* _Work required_:
The entries below are to be repeated exactly as they stand.

## BEGIN

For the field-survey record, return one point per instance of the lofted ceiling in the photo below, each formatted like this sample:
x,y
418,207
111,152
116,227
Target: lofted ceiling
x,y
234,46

## END

* _Output_:
For the field-survey record, return one point per instance of the lofted ceiling in the photo below, each formatted like this sample:
x,y
418,207
111,152
116,227
Target: lofted ceiling
x,y
234,46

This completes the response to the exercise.